» **INPUT FOR THIS TASK**
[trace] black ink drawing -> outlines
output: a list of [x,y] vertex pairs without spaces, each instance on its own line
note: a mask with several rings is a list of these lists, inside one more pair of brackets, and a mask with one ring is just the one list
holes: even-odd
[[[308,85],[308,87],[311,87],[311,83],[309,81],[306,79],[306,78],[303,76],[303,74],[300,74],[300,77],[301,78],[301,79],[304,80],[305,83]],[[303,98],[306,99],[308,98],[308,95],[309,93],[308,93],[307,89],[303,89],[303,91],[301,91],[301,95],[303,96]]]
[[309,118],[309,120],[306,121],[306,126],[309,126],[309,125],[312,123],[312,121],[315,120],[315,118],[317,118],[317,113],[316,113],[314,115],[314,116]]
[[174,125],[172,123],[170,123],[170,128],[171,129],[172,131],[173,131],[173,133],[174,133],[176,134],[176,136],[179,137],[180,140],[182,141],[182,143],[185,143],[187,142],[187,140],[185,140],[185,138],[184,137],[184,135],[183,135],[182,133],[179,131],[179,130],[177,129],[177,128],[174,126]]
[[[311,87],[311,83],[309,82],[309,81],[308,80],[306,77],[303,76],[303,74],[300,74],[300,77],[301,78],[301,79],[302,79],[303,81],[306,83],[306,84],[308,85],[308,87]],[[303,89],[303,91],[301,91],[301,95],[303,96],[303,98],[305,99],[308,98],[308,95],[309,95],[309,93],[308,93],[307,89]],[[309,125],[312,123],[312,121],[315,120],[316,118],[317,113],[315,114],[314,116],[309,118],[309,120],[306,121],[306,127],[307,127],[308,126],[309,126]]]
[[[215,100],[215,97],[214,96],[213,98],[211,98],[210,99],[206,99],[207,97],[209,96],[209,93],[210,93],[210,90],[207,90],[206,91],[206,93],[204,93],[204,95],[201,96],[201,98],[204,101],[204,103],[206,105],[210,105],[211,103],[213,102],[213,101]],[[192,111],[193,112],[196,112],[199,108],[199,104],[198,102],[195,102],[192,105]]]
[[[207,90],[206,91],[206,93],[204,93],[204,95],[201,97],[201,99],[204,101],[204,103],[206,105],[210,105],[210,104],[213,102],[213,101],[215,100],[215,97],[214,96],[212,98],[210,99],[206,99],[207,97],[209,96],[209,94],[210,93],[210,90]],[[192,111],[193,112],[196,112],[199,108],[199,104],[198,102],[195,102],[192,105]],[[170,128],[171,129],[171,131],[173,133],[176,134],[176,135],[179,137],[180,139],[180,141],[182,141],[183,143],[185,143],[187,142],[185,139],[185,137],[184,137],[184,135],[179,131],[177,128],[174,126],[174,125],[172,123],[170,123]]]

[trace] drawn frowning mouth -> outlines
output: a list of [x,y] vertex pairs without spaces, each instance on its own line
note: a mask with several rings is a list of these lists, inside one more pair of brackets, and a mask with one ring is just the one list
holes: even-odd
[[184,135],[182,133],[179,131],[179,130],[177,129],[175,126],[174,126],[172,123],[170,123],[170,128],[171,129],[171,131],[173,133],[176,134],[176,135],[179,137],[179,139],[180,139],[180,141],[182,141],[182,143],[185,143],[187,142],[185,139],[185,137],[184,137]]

...

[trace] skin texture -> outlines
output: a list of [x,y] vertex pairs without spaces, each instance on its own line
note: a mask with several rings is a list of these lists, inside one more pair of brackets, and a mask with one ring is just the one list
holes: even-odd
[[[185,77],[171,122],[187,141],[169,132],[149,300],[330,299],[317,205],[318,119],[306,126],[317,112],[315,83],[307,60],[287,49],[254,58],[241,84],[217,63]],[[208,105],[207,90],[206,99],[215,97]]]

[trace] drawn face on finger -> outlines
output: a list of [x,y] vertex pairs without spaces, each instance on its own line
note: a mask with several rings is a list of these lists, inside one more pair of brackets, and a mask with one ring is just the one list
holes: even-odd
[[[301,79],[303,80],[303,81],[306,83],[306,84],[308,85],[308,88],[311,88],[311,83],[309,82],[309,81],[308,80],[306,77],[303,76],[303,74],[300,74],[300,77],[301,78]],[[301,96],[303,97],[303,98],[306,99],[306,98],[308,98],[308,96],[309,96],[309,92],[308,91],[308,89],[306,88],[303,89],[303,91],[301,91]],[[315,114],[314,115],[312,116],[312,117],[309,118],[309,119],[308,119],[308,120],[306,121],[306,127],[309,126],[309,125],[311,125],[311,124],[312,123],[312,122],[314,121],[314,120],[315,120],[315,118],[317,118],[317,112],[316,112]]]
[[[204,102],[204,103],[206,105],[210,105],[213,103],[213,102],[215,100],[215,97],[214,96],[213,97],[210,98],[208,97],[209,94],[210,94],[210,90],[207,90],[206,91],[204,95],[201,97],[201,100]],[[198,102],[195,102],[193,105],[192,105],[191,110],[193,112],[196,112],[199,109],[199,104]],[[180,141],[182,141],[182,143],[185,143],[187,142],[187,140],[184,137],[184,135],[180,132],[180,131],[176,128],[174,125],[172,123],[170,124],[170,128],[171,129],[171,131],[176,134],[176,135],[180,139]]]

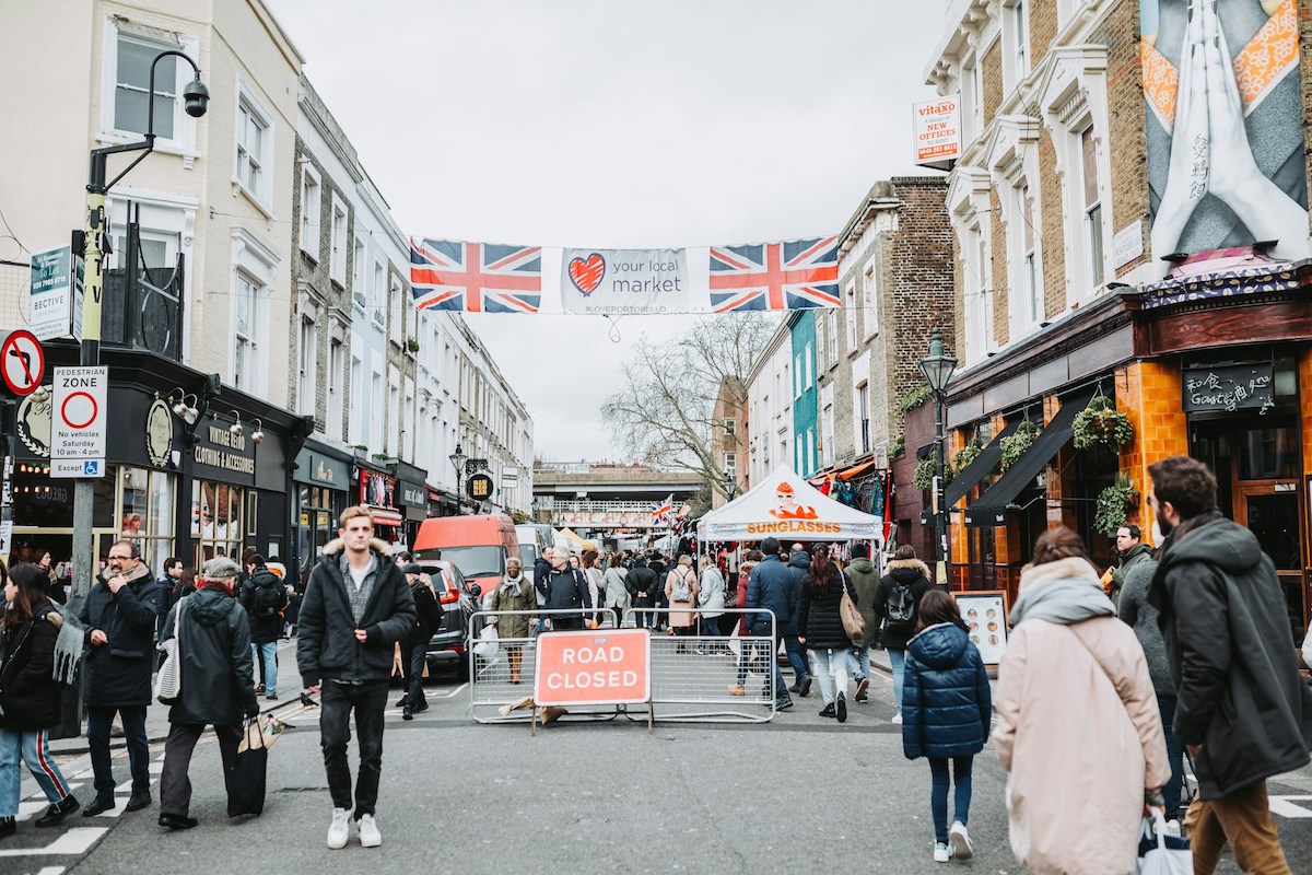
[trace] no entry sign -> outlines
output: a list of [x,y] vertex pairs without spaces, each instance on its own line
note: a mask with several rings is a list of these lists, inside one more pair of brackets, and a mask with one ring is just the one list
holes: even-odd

* * *

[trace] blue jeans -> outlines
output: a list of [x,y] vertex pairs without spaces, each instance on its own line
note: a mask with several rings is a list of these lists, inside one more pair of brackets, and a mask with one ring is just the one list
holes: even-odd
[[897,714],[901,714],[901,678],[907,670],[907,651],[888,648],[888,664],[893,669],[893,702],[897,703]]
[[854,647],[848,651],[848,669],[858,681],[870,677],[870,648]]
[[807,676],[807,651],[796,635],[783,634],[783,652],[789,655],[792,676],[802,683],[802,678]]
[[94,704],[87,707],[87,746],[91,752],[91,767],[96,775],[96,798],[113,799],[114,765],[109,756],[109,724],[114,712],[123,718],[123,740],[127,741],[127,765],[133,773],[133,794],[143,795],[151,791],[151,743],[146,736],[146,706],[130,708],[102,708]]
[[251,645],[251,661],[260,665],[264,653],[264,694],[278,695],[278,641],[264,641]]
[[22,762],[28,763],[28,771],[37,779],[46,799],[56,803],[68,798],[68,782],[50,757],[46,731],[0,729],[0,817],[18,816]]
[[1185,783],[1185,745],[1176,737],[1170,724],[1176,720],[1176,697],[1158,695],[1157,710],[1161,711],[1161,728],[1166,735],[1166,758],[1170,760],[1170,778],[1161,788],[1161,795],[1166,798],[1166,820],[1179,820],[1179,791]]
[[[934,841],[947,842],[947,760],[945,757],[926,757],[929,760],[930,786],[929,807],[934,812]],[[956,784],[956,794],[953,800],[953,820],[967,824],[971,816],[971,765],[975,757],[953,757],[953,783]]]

» **TASK DESCRIPTION**
Pick out every line in the records above that contains the string "outlines" and copy each one. Case counts when matching.

» **RESPONSE TO THIS EXERCISE**
[trace] black ink drawing -> outlines
[trace] drawn frowning mouth -> outlines
[trace] skin texture -> outlines
[trace] drawn face on finger -> outlines
[trace] no entry sign -> outlines
[trace] blue jeans -> outlines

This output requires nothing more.